>> begin Data supplied

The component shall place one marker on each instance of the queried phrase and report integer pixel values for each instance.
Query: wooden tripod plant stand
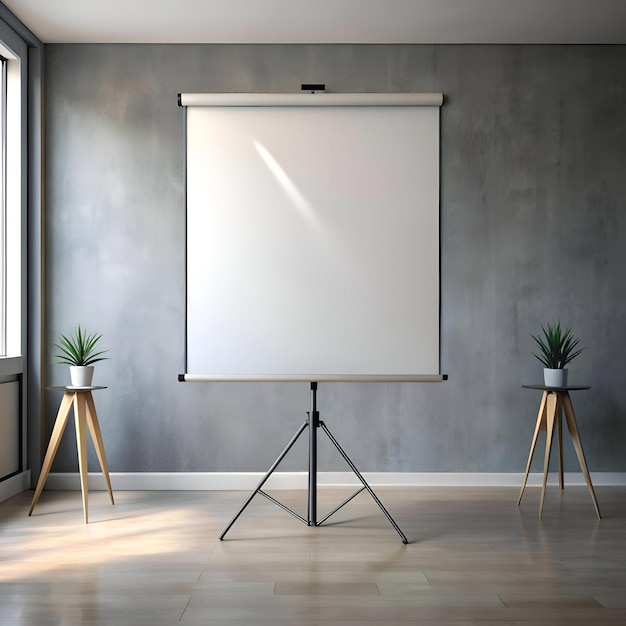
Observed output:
(85, 417)
(554, 402)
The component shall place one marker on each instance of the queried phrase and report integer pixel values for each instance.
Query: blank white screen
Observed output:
(312, 242)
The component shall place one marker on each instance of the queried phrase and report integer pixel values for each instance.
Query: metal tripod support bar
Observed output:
(312, 423)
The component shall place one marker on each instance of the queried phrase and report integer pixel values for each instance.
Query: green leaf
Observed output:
(78, 349)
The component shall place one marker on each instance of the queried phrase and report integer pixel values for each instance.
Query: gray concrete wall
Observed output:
(533, 229)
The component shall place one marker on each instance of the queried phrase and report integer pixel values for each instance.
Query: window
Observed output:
(3, 221)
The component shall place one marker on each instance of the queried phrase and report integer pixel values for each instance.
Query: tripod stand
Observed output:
(312, 422)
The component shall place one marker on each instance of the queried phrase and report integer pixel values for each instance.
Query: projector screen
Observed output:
(312, 225)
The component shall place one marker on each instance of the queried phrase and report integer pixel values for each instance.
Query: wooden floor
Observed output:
(473, 557)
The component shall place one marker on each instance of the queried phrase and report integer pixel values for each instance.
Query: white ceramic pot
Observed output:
(555, 378)
(81, 375)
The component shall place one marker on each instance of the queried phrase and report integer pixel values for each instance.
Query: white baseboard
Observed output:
(226, 481)
(14, 485)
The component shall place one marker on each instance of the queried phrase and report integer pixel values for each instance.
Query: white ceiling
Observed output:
(324, 21)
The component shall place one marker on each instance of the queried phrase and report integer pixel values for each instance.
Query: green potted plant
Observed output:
(557, 347)
(79, 352)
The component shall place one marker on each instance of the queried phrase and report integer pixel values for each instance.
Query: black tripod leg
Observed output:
(369, 489)
(262, 482)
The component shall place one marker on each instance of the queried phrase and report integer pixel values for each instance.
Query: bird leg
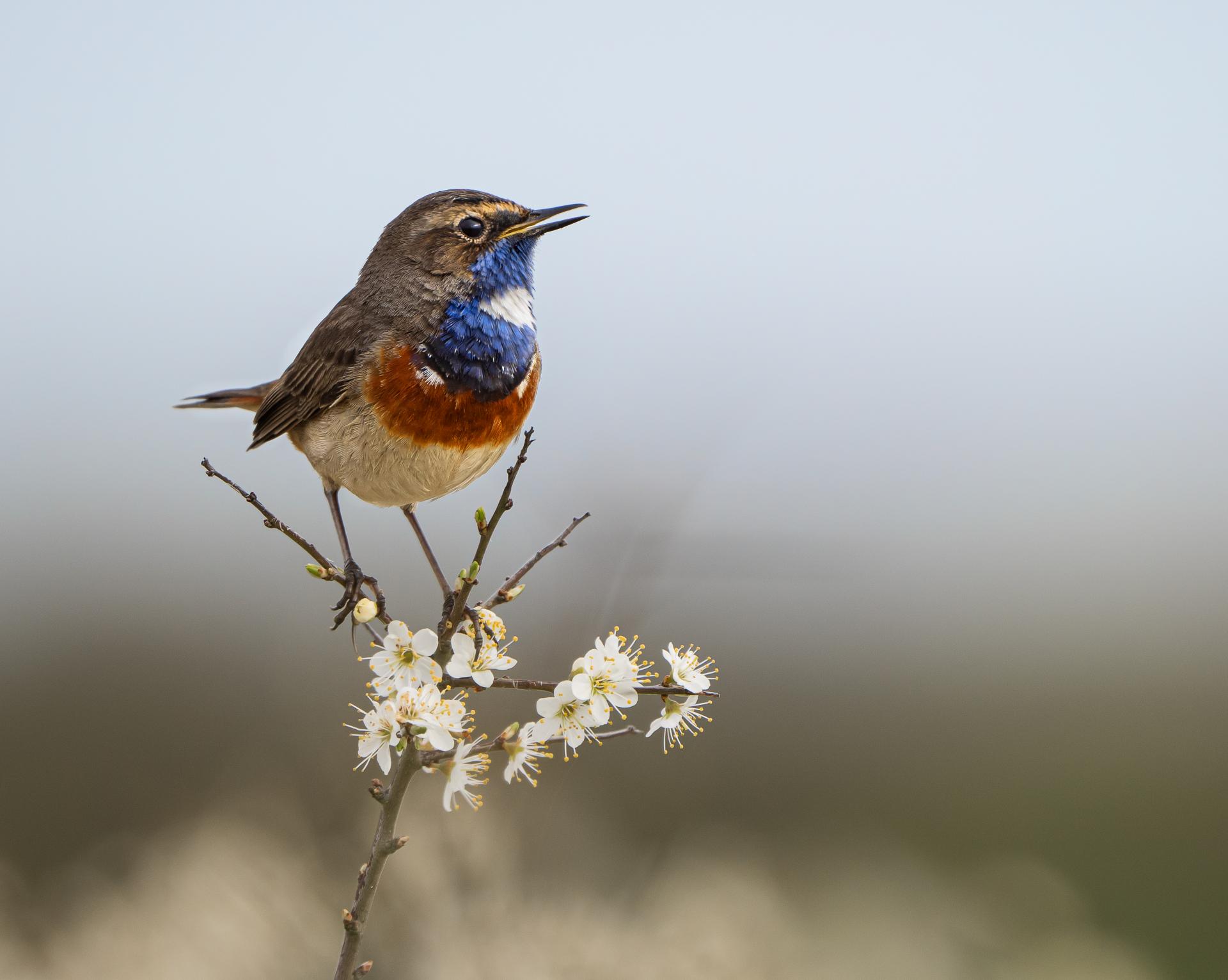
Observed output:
(408, 510)
(354, 576)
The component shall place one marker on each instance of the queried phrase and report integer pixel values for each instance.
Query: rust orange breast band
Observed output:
(430, 414)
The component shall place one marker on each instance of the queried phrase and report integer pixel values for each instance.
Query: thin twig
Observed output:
(384, 844)
(522, 684)
(501, 596)
(329, 573)
(455, 603)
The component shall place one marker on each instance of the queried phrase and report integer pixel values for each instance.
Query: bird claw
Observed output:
(354, 582)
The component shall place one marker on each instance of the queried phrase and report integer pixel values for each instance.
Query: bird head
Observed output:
(471, 235)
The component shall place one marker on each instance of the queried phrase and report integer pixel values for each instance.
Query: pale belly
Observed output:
(349, 448)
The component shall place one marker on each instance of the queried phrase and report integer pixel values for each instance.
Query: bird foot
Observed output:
(354, 582)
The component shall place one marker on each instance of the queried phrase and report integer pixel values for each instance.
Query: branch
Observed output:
(549, 686)
(455, 603)
(501, 596)
(329, 573)
(384, 844)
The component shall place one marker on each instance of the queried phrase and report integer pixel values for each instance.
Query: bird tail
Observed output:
(245, 398)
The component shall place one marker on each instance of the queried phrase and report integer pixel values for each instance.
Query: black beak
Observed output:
(532, 224)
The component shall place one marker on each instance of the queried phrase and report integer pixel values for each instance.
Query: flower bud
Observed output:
(365, 611)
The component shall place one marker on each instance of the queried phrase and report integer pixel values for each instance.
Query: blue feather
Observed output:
(476, 351)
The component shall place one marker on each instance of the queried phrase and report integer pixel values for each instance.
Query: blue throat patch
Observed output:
(476, 351)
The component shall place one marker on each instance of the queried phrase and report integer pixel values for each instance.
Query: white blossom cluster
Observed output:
(408, 703)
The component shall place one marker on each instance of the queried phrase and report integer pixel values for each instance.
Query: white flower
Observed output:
(567, 715)
(523, 752)
(606, 676)
(468, 662)
(425, 707)
(462, 770)
(678, 719)
(688, 671)
(404, 661)
(379, 735)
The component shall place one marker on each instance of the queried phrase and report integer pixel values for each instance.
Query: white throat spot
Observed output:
(514, 306)
(429, 376)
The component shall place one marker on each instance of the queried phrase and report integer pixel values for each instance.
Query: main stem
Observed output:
(384, 845)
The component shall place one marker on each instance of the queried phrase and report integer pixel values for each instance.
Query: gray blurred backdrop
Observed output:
(890, 365)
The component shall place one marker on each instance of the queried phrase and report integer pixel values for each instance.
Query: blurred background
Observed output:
(890, 367)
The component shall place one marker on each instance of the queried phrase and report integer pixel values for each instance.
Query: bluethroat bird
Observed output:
(419, 379)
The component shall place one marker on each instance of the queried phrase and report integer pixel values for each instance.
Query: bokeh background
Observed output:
(890, 365)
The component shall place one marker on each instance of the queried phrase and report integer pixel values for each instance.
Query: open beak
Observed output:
(532, 224)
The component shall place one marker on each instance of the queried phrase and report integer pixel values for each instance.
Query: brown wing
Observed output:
(326, 367)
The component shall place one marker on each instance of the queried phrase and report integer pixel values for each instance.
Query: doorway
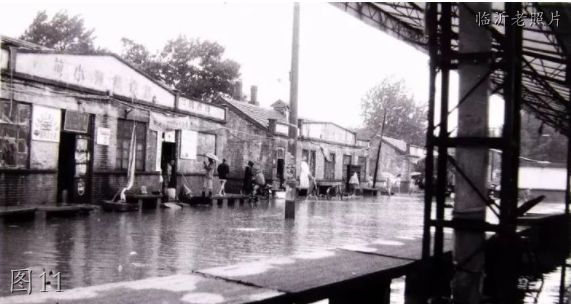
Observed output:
(168, 155)
(66, 167)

>> end Data supplied

• The exercise:
Copy the entries above faithfully and omit every image.

• Written response:
The component shall place one marker on each instance of the queried phrase and report integer pixel values for each instance.
Query: wooden tripod plant stand
Observed output:
(85, 417)
(554, 402)
The component shall place one marker on each instance of the queried phrase and report integer pixel values for each instance.
Query: blank white screen
Observed output:
(312, 242)
The component shall place one marker on each instance of the queried phrase and report integer pixel values for each instance.
Query: metal tripod support bar
Observed output:
(312, 423)
The component shall place one marker on each instance of the queried phrase and report integer pixel values for each instance.
Query: green leaf
Observed output:
(78, 349)
The component shall place one marker on each instance of the queried phrase and report integer pixel values for each instance.
Query: gray concrete wall
Observed output:
(533, 229)
The component shall place one marker on each instance of the queried phrase and report integer pixel values for each instance.
Query: window
Observed output:
(3, 221)
The component shall place one marker on each instance of the queried phrase and report integer pixel values for each instance.
Query: tripod stand
Observed output:
(312, 422)
The component shall place one marker on each instance of the queried phrase and report integer pixel values for each instance.
Query: projector screen
Observed output:
(312, 225)
The component shall place one marker on each instance of the queried phrase and report integer pixel values for each instance.
Query: wooden floor
Observed output:
(473, 557)
The component shall place one marker on each instance of the queried phrase and report integer pixel values for each instance.
Query: white ceramic pot
Observed output:
(555, 378)
(81, 375)
The component shall place one marker on each instance of the queried phrase and report integer pixel values for each instance.
Query: white baseboard
Observed output:
(226, 481)
(14, 485)
The component shall place one marker on each instance of the queried phrase and report integer pixel values for each instance.
Query: white ceiling
Observed output:
(324, 21)
The component shall place one marker on each instance of the queried phrase and report integer pixel values for each instance.
Query: green potted plant
Observed output:
(557, 347)
(79, 352)
The component shall place one marker on each instance of the queried phrase and report integer pixel values for each instance.
Query: black tripod leg
Observed output:
(369, 489)
(262, 482)
The component shall place one marker on each instance of the queried phrase and report integer pixel values for each instance.
Query: bird leg
Observed output:
(408, 510)
(354, 576)
The component shall place one marker on each instance of the queried phrase and report integer pixel values for each instance.
Query: rust orange breast band
Observed output:
(430, 414)
The component shall place one marker on each instance of the queried phrase and report integer pixel values for each instance.
Query: thin twig
Observed output:
(384, 844)
(522, 684)
(501, 596)
(329, 573)
(455, 603)
The component shall place one marker on each instance of the queried phrase and report integer pixel values for each instance.
Query: bird claw
Observed output:
(354, 582)
The component shall place one marker on each instance of the queried phrase and report integer pixel values for each instance.
Query: bird head
Observed output:
(471, 235)
The component shall place one marker on each instance of the queried phrase and report integer pixel values for each instance.
Query: pale belly
Observed output:
(349, 448)
The component shall place one marker on each instance of the queried phrase and report integer pixel values for each instance.
Query: bird foot
Observed output:
(354, 582)
The component shall place one marker on each instance of the queried phrase and report integer pixel values for each instance.
Query: branch
Observed output:
(549, 686)
(455, 603)
(501, 596)
(329, 573)
(384, 844)
The component shall place one marker on each instance of the queried phrase and report integer pixel values for each instance.
Query: bird tail
Observed output:
(245, 398)
The component shall place one marker on each instance of the queried phrase and report integer pixel values for each instance.
Query: black beak
Observed output:
(532, 224)
The component shall place one marker on each instance of the queried phrase and report integer pixel values for each instance.
Query: flower bud
Observed output:
(365, 611)
The component shall place one marker on each instance of the queried phrase and report integer pixel values for each instance.
Query: blue feather
Observed output:
(476, 351)
The component shall place one marker on each instance of the queried phrase and report integer pixel values for each instance.
Query: blue throat patch
Observed output:
(476, 351)
The component shall place one marker on each instance of the queried phrase and report integer pixel values for each instance.
Query: white blossom cluster
Observed output:
(408, 703)
The component shall place one marker on each instance of the queried phrase and report integer pixel values for each instance.
Query: white flower
Observed output:
(567, 715)
(523, 752)
(606, 676)
(468, 662)
(425, 707)
(462, 770)
(678, 719)
(688, 671)
(404, 661)
(379, 735)
The component shall place one marker on each instance of the queried phrase and report integer pixel values for each instance.
Query: white throat spot
Observed output:
(514, 306)
(429, 376)
The component shall place one marker on each instance of the queried phrase and report integer pixel values for each instance.
Query: main stem
Observed output:
(384, 845)
The component shall place one marker on each instance of the queried phrase and report integer pixel values for each instance.
Query: gray blurred backdrop
Observed output:
(890, 365)
The component shall place one marker on each instance of the queried phrase and report integer pixel values for each instance.
Query: blurred background
Observed output:
(890, 367)
The component shall place one marker on each instance of the queried phrase and report integer pixel values for each instance.
Query: bluethroat bird
Observed output:
(419, 379)
The component shall place one marker on each instance of the queried phrase and report integer pixel values for each instance.
Query: bokeh background
Observed output:
(890, 365)
The component shall place one marker on each instance of the queried phrase and report integer pixel values for each instance.
Query: open beak
Observed output:
(532, 224)
The component shall place one marker on each instance of the queried phrase and report integer pixel values for each instance.
Query: brown wing
Observed output:
(326, 367)
The component shall place one marker on each instance of the queried phrase and report integer pixel values for each instance.
Query: doorway
Observed output:
(168, 155)
(66, 167)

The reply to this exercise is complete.